Dataset excerpts:
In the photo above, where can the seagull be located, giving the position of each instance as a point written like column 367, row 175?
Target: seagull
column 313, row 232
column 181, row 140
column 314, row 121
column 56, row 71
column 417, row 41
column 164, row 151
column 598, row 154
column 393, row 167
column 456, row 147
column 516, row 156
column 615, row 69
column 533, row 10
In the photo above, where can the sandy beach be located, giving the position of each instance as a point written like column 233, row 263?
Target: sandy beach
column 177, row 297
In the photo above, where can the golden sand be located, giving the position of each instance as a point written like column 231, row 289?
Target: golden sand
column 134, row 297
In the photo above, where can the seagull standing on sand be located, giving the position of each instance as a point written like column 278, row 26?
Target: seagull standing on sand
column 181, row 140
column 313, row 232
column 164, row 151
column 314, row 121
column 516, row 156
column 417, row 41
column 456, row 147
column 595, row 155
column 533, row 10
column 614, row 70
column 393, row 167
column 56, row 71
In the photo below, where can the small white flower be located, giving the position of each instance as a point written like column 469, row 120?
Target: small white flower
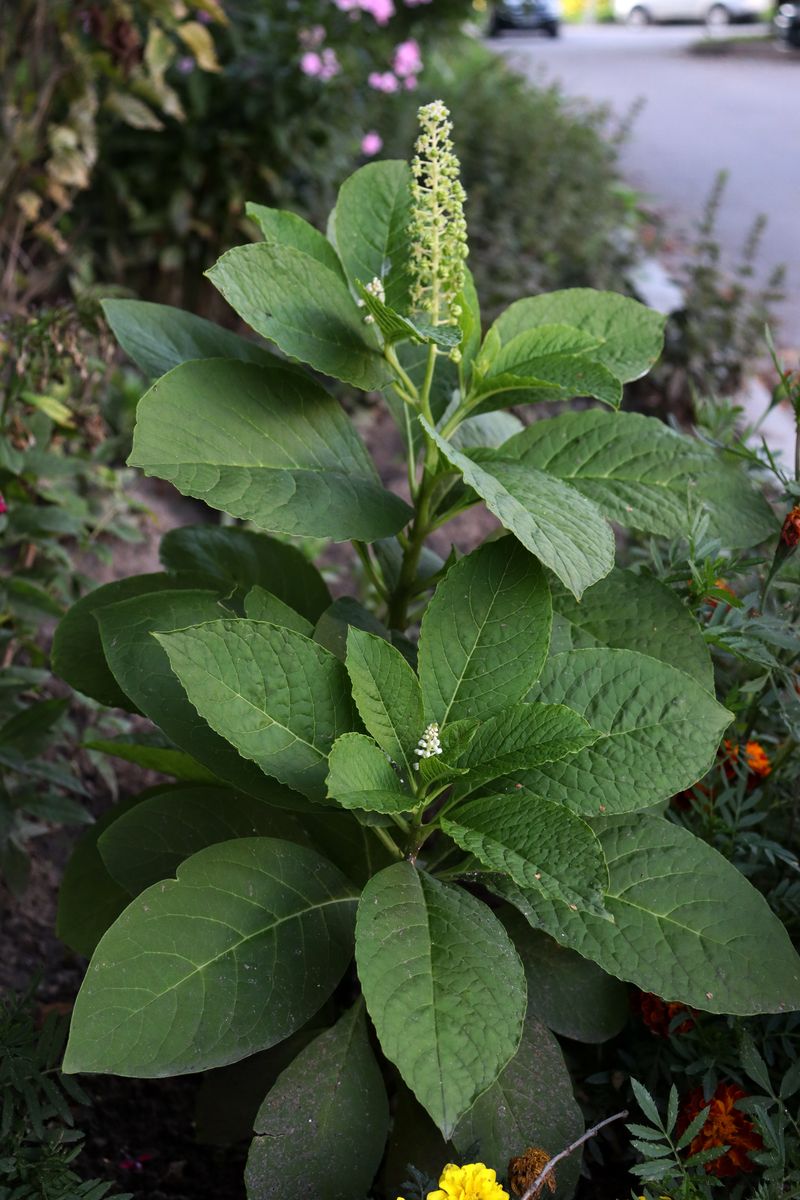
column 428, row 744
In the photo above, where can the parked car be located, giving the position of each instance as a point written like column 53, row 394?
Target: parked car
column 534, row 15
column 786, row 24
column 713, row 12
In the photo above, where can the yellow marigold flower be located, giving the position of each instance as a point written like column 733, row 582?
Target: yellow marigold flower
column 474, row 1181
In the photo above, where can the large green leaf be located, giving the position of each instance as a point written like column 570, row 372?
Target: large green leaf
column 302, row 306
column 77, row 654
column 276, row 696
column 443, row 984
column 552, row 520
column 289, row 229
column 362, row 778
column 539, row 845
column 142, row 667
column 522, row 736
column 89, row 899
column 149, row 843
column 287, row 457
column 240, row 558
column 571, row 995
column 630, row 335
column 633, row 612
column 386, row 694
column 160, row 337
column 263, row 605
column 485, row 634
column 636, row 469
column 530, row 1104
column 689, row 927
column 371, row 227
column 661, row 731
column 323, row 1127
column 228, row 959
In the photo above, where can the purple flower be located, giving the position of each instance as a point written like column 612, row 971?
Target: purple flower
column 372, row 144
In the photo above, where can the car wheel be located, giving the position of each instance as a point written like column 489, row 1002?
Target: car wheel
column 638, row 17
column 717, row 16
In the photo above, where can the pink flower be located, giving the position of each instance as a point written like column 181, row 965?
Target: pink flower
column 383, row 81
column 407, row 60
column 312, row 39
column 372, row 144
column 382, row 10
column 330, row 65
column 311, row 64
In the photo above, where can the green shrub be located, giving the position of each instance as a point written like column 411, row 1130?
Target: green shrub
column 463, row 779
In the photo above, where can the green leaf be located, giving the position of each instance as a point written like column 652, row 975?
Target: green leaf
column 263, row 605
column 636, row 469
column 287, row 459
column 160, row 337
column 89, row 899
column 529, row 1104
column 361, row 777
column 240, row 558
column 486, row 430
column 519, row 737
column 346, row 613
column 396, row 328
column 551, row 519
column 228, row 959
column 687, row 923
column 323, row 1127
column 154, row 757
column 661, row 731
column 386, row 694
column 142, row 667
column 306, row 309
column 151, row 840
column 630, row 335
column 371, row 227
column 633, row 612
column 571, row 995
column 443, row 985
column 276, row 696
column 539, row 845
column 289, row 229
column 77, row 654
column 485, row 634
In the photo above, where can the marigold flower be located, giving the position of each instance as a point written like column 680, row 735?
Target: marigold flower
column 791, row 531
column 756, row 759
column 725, row 1126
column 523, row 1170
column 474, row 1181
column 659, row 1014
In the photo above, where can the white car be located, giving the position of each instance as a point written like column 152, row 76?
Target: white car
column 713, row 12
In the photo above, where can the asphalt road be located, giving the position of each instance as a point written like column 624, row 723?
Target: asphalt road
column 701, row 114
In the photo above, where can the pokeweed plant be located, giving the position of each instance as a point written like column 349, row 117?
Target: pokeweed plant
column 475, row 811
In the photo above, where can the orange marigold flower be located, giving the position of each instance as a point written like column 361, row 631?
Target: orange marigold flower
column 791, row 531
column 523, row 1170
column 659, row 1014
column 756, row 757
column 725, row 1126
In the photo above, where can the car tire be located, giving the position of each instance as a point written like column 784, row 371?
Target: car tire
column 638, row 17
column 717, row 17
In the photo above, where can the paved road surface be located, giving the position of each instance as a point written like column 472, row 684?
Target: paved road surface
column 701, row 114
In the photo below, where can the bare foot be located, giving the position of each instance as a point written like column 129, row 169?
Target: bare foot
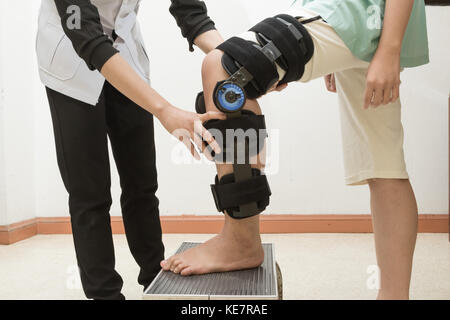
column 219, row 254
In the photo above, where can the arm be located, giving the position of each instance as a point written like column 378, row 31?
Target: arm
column 195, row 24
column 383, row 77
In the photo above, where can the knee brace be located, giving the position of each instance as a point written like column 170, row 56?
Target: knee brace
column 282, row 41
column 252, row 66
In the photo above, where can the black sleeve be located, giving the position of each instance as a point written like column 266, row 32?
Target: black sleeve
column 89, row 40
column 192, row 18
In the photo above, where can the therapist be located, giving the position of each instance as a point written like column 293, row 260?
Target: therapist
column 95, row 69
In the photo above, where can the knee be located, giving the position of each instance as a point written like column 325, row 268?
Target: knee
column 211, row 64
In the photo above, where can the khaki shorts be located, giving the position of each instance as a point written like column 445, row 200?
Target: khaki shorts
column 373, row 138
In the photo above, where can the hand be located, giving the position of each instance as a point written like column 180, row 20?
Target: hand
column 330, row 82
column 188, row 128
column 383, row 79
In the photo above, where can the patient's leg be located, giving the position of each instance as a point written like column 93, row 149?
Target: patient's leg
column 238, row 245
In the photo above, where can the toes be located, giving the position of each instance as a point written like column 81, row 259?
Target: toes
column 174, row 264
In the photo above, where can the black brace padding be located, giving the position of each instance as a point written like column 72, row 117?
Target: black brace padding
column 247, row 121
column 291, row 39
column 253, row 59
column 230, row 195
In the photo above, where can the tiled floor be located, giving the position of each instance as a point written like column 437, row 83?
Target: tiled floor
column 314, row 266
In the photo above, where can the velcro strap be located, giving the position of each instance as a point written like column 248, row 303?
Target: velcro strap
column 254, row 60
column 232, row 195
column 287, row 43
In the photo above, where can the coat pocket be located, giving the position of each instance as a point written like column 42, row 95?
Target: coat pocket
column 55, row 52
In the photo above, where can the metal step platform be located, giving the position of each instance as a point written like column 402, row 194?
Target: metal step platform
column 262, row 283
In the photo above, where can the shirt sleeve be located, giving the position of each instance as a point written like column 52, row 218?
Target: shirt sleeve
column 192, row 18
column 81, row 23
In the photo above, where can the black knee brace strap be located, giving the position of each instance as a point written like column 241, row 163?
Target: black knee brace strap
column 232, row 133
column 281, row 39
column 241, row 199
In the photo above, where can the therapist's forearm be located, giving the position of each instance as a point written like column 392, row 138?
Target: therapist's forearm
column 120, row 75
column 396, row 18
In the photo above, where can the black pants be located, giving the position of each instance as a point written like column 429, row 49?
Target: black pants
column 81, row 136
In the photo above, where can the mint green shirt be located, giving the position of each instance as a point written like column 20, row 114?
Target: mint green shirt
column 359, row 24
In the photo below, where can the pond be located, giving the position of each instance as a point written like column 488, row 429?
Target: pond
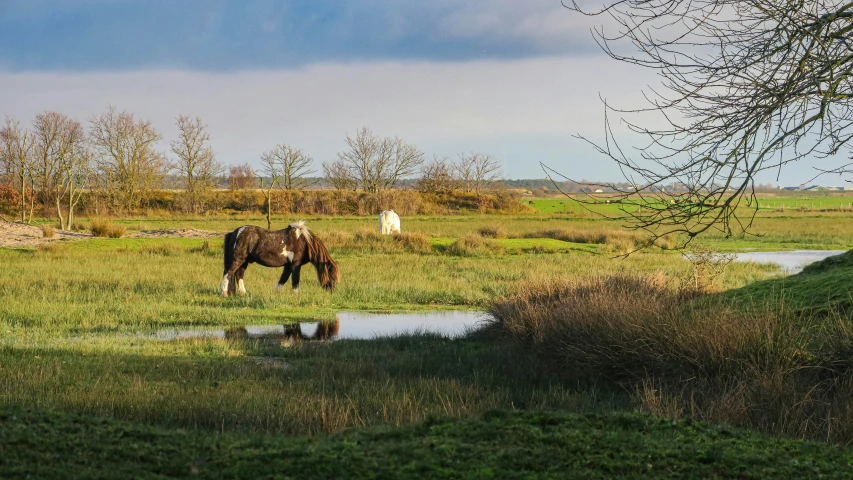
column 347, row 325
column 791, row 262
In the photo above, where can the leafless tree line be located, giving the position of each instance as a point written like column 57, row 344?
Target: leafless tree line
column 57, row 158
column 472, row 172
column 747, row 87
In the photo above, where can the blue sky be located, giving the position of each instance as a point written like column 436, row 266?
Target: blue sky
column 512, row 78
column 221, row 35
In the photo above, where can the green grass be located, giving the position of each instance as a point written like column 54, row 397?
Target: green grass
column 821, row 288
column 129, row 284
column 293, row 388
column 73, row 319
column 43, row 444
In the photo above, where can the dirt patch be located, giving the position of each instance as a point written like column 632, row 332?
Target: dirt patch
column 176, row 233
column 20, row 235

Stated task:
Rewrite the part of the items that opens with the line containing "In the photo above, where can the velcro" and closes with the line containing "column 262, row 283", putting "jacket pocket" wherever "coat pocket" appears and leaving everything else unchanged. Return only those lines.

Result of the task:
In the photo above, where can the velcro strap be located, giving the position of each instance as a point written like column 248, row 303?
Target: velcro strap
column 254, row 60
column 232, row 195
column 287, row 43
In the photo above, where can the jacket pocket be located, giving the position of each instance as a point written like column 42, row 95?
Target: jacket pocket
column 55, row 52
In the photo above, where can the metal step platform be located, giving the position of each instance as a point written like column 402, row 194?
Target: metal step platform
column 262, row 283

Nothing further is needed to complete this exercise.